Goal of the exercise →
Search the listing for the string "beside". Copy every line that has it.

Data supplied →
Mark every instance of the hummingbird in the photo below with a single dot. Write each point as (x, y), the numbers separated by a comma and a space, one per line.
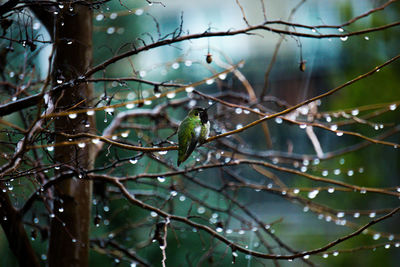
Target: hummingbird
(192, 131)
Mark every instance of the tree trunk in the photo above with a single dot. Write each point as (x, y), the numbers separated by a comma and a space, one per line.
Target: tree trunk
(69, 232)
(13, 227)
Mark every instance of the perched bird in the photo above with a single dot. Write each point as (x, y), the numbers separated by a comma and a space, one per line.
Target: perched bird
(192, 131)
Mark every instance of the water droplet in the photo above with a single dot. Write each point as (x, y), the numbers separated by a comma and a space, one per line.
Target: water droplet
(153, 214)
(81, 145)
(99, 17)
(110, 30)
(340, 214)
(95, 141)
(73, 116)
(328, 119)
(201, 210)
(222, 76)
(333, 127)
(139, 12)
(210, 81)
(171, 95)
(36, 26)
(175, 65)
(130, 106)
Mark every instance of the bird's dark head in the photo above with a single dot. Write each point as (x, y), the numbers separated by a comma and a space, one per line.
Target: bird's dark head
(202, 113)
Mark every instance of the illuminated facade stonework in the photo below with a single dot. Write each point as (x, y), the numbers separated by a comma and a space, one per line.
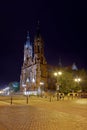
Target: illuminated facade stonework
(34, 69)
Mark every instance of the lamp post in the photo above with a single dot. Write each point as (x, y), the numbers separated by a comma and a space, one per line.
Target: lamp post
(41, 84)
(77, 80)
(57, 74)
(27, 82)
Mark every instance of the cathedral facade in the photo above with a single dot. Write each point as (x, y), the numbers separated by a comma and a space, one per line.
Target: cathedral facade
(34, 70)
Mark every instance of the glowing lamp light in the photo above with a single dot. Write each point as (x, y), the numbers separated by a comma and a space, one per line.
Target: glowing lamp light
(77, 80)
(41, 83)
(33, 80)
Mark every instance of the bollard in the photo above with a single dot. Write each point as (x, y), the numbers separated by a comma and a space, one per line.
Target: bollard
(11, 100)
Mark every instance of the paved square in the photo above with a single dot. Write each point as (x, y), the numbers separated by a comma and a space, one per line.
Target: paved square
(41, 114)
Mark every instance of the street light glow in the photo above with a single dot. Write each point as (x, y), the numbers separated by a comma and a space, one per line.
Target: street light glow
(58, 73)
(77, 80)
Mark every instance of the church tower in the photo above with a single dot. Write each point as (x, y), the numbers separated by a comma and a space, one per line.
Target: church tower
(34, 70)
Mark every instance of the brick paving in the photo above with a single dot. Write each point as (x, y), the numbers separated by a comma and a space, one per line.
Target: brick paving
(44, 115)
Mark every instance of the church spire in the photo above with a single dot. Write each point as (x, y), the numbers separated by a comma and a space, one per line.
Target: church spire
(28, 37)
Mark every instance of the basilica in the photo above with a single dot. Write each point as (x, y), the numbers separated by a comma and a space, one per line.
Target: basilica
(34, 69)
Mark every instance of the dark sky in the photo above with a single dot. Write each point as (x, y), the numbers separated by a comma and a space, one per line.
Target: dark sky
(63, 26)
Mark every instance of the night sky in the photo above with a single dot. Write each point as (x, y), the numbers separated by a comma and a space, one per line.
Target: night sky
(63, 26)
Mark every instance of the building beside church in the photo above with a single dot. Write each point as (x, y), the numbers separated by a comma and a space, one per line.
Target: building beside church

Completed exercise →
Mark every instance of the building beside church in the photo above with a single dot. Write each point as (x, y), the numbers separated by a comma and a space, one per line.
Target: building beside church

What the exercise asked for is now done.